**EXERCISE REQUIREMENTS**
From the line with "From the screenshot above, the farmhouse" to the last line of the data below, repeat every line exactly and add nothing.

===============

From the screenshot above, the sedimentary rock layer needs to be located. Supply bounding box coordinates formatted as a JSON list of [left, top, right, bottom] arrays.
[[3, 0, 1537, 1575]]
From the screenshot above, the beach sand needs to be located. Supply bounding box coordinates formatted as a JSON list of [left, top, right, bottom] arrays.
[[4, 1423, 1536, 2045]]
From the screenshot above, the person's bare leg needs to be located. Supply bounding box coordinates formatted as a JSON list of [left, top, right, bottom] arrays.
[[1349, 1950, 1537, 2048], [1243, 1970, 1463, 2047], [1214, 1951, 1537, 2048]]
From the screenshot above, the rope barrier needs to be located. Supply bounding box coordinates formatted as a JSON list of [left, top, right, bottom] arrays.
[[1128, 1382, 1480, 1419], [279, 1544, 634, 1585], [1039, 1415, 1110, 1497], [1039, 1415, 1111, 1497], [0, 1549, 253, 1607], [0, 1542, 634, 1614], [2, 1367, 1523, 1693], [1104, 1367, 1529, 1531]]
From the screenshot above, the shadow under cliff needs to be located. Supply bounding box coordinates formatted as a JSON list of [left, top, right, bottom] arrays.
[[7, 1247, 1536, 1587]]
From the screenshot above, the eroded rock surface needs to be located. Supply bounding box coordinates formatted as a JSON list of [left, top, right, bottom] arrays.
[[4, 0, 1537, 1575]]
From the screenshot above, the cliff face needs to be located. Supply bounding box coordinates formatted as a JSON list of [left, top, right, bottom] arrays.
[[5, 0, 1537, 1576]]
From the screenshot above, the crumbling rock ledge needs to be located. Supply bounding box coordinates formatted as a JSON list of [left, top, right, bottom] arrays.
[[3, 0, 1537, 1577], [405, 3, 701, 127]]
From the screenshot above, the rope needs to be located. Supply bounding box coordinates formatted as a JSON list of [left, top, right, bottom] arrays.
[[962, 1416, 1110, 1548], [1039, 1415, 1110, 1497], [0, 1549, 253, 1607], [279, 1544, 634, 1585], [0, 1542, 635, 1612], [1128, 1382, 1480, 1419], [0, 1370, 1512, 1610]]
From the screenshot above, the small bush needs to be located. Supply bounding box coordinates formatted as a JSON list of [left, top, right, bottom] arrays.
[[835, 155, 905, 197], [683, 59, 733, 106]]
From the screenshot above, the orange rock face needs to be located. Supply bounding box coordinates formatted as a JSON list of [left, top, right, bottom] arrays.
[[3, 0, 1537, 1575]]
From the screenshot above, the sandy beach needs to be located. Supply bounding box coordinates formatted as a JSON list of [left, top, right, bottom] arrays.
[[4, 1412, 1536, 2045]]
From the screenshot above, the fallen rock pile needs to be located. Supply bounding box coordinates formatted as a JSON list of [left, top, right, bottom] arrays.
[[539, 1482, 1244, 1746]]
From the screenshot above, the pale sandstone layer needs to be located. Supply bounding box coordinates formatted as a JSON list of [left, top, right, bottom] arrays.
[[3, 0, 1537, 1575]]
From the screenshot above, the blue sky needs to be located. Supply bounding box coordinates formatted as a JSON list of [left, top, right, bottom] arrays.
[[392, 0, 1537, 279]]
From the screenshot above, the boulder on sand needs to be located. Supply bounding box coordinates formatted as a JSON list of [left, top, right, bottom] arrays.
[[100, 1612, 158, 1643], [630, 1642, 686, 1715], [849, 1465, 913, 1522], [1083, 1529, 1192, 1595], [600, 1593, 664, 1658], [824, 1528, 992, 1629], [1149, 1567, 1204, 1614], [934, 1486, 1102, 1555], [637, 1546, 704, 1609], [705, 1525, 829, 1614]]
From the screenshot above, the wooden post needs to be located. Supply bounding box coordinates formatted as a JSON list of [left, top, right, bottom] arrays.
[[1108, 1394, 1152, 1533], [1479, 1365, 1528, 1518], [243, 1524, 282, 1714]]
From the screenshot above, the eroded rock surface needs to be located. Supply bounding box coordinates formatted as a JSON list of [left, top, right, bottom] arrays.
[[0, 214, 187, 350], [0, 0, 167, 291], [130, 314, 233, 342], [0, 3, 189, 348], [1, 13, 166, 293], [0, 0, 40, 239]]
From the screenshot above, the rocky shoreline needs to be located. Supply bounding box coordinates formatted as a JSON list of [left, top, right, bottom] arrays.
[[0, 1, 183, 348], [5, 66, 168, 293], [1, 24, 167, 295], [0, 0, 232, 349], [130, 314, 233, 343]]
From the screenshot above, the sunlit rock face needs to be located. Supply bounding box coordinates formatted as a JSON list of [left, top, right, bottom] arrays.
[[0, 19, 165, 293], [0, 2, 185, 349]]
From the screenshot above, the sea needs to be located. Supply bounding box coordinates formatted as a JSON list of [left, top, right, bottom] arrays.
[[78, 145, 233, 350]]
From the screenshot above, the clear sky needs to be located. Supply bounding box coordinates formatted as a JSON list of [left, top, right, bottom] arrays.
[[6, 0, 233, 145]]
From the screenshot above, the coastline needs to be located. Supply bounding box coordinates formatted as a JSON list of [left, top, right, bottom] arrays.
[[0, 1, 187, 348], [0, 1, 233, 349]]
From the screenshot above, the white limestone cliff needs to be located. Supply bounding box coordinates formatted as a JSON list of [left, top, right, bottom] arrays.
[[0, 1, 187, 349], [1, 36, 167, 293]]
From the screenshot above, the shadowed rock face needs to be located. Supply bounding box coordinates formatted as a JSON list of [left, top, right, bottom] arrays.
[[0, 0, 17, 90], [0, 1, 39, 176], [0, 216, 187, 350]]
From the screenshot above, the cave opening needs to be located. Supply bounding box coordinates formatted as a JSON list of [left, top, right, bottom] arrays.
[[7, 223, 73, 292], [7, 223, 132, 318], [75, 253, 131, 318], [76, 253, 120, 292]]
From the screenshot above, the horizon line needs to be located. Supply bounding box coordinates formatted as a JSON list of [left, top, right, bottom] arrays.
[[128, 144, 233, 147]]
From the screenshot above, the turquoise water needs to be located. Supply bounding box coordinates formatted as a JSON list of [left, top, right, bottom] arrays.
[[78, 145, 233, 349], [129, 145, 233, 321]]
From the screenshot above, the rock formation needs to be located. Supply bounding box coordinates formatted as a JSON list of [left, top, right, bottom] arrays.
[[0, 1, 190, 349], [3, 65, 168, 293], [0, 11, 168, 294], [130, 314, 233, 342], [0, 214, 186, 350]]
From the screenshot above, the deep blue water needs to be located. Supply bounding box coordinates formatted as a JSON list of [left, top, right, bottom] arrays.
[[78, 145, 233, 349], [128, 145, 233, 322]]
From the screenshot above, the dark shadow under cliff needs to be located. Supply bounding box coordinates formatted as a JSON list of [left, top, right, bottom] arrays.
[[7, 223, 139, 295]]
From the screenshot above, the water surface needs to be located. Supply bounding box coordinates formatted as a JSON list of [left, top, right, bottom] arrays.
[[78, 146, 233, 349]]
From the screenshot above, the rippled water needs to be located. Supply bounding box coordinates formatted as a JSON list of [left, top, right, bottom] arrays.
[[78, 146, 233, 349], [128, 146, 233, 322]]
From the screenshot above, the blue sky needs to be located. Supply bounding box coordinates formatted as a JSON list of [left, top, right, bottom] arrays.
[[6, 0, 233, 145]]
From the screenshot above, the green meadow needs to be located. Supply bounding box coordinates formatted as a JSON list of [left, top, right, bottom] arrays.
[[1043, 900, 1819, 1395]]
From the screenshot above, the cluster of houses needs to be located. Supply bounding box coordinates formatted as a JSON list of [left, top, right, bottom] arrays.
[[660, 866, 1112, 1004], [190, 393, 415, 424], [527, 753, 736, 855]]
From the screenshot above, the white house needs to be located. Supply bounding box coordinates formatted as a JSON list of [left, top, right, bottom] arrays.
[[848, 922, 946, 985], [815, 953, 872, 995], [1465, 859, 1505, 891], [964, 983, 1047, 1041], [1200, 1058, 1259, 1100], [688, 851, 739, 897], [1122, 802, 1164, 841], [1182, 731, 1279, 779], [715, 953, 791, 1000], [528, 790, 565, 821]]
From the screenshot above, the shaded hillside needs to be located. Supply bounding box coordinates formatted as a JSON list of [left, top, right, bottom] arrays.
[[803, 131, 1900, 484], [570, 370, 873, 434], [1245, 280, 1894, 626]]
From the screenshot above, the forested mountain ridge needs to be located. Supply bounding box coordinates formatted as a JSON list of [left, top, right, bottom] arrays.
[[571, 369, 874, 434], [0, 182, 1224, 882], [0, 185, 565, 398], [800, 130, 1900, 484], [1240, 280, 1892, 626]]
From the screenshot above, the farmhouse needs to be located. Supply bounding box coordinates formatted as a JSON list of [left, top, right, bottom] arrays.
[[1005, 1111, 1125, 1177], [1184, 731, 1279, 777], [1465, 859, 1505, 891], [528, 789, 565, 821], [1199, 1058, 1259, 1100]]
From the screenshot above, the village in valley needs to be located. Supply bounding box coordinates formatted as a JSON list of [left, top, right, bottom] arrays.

===============

**OUTPUT BELOW**
From the screenshot above, the farmhouse needs to be located. Supply bounding box coordinates formatted as a JSON list of [left, top, right, bottom] arrays.
[[1005, 1111, 1125, 1177], [1184, 731, 1279, 777], [1465, 859, 1505, 891], [528, 789, 565, 821], [1199, 1058, 1259, 1100]]
From the screenshot above, the village in valley needs to be located. Supply bounding box coordinates formatted as a JSON list of [left, top, right, bottom] arrays.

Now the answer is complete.